What is needed:
Summarize the news excerpt below about proposed wind projects in Seneca County in exactly three sentences.

And the latest event beat the drum of private property rights and self-governance as hard as ever.
The Camden Falls Reception & Conference Center was packed Tuesday night with people who came to hear updates on the proposed Seneca Wind and Republic Wind projects. Although negotiations for lease agreements began with property owners as far back as a decade ago, many did not hear details of the projects until last April, event organizers claimed.
The developer behind Seneca Wind, Utah-based sPower, wants to erect up to 85 of the nation’s tallest turbines across five Seneca County townships. Those machines would be 652 feet high – 32 feet higher than the tallest building in Columbus. The only other wind turbines in America that are 650 feet or taller are a few in Texas, Dan Williamson, sPower spokesman, told The Blade before the meeting.
Republic Wind is being developed by Charlottesville, Va.-based Apex Clean Energy. Its original plan called for 80 turbines to be erected across five Seneca County townships and Sandusky County’s York Township, but was later changed to 66 turbines with a higher generating capacity. Its most recent plan called for 58.
SPower is expecting approval from the Ohio Power Siting Board in early 2019, possibly January. Apex in August told the OPSB it was putting a hold on its application to consider another possible change to it. Its project has changed as the industry develops larger, more efficient machines.
The latest Seneca Anti-Wind Union meeting is a follow-up to one it held in Attica, Ohio, last May that also drew 500 or more people.
Organizers said it shows the opposition movement has not at all waned and, in fact, have scheduled two more meetings at smaller venues for next week, one in Bettsville, Ohio on Oct. 23 and another in New Riegel on Oct. 25. Both are being held at American Legion halls at 6:30 p.m.

Data provided:
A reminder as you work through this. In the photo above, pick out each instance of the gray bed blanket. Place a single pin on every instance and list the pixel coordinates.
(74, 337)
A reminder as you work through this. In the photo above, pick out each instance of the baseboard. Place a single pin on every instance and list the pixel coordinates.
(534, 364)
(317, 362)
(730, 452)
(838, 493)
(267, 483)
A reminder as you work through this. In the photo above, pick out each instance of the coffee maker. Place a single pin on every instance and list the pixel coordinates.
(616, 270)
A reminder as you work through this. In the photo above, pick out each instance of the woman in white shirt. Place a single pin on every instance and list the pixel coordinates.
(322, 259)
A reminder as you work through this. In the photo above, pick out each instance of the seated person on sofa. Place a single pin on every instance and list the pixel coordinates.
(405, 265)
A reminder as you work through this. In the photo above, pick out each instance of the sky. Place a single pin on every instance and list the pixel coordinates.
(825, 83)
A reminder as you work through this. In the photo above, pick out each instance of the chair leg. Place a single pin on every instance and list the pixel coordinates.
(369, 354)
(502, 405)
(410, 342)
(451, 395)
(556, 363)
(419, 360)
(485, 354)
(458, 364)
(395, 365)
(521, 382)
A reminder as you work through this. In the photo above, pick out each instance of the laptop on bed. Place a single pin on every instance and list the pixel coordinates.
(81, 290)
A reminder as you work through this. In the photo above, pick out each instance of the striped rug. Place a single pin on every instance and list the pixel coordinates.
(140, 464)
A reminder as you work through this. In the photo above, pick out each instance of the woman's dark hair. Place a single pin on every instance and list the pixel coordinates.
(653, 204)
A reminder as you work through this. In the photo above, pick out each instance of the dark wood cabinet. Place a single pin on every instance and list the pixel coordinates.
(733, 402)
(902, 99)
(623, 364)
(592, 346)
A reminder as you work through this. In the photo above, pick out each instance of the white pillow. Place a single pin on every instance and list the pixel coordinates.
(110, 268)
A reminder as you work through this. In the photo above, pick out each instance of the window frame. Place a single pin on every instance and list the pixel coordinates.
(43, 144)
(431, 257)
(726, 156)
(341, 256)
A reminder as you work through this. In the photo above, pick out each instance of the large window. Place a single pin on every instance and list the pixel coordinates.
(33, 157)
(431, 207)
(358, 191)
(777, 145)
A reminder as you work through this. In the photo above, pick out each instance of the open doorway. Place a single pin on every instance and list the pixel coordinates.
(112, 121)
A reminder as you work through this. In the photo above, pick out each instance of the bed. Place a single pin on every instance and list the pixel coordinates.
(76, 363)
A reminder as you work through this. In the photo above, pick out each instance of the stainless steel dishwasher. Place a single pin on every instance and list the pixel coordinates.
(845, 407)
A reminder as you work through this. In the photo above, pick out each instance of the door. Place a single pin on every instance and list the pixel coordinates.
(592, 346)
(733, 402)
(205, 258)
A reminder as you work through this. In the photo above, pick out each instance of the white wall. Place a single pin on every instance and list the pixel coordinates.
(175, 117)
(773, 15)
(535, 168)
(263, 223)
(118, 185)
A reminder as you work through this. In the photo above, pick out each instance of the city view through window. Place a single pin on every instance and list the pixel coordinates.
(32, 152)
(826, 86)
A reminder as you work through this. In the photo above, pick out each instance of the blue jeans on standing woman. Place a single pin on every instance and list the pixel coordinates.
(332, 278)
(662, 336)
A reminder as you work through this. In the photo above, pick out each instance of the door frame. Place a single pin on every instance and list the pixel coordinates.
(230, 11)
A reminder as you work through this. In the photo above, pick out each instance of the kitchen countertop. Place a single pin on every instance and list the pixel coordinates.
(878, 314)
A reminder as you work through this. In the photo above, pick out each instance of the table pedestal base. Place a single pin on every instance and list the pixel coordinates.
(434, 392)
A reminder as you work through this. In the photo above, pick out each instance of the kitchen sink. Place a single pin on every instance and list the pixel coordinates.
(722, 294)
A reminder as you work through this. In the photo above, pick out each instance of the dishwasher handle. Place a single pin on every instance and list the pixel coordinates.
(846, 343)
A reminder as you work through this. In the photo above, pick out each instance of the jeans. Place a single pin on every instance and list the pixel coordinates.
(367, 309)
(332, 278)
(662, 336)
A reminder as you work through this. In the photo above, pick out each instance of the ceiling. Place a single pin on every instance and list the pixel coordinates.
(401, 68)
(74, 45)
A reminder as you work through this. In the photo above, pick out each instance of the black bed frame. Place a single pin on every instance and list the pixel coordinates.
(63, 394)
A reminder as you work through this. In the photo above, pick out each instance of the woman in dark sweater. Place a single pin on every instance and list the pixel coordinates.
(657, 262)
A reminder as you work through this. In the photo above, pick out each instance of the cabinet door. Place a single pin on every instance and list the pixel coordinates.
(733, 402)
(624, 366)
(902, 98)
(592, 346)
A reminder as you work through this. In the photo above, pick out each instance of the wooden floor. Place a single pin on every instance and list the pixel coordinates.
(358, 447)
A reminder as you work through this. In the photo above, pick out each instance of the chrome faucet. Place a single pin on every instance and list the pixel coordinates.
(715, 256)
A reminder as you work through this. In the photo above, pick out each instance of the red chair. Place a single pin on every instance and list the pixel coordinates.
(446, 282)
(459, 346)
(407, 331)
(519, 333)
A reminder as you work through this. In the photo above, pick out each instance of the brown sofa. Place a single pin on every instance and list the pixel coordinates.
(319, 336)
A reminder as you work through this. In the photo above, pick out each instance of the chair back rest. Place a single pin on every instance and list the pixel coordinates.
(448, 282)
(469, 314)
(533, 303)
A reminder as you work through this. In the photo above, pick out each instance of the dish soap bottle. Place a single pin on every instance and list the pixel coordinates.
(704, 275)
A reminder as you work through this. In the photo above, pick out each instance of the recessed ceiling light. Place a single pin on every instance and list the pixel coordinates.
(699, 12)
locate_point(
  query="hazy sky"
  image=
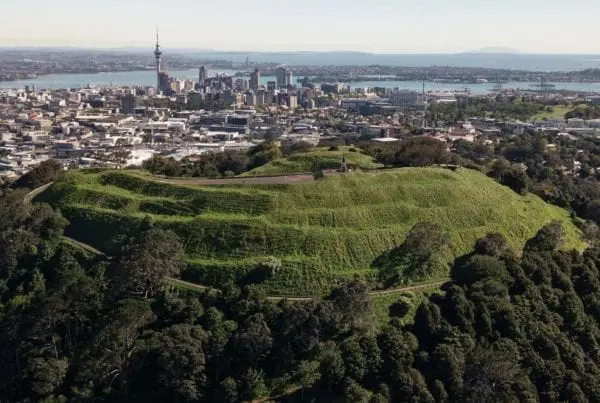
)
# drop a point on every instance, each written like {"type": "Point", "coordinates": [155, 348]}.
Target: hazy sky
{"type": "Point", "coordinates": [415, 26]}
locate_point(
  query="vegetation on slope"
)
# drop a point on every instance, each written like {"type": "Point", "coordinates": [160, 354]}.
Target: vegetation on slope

Written answer:
The latest Seneca Anti-Wind Union meeting packed the Camden Falls Reception & Conference Center on Tuesday night with people who came to hear updates on the proposed Seneca Wind and Republic Wind projects. The developer sPower seeks to erect up to 85 turbines 652 feet high across five Seneca County townships and expects Ohio Power Siting Board approval in early 2019, while Apex Clean Energy has cut its Republic Wind plan from 80 turbines to 58 and in August put its application on hold. Organizers said the turnout shows the opposition has not waned, and they have scheduled two more meetings for next week, in Bettsville on Oct. 23 and in New Riegel on Oct. 25.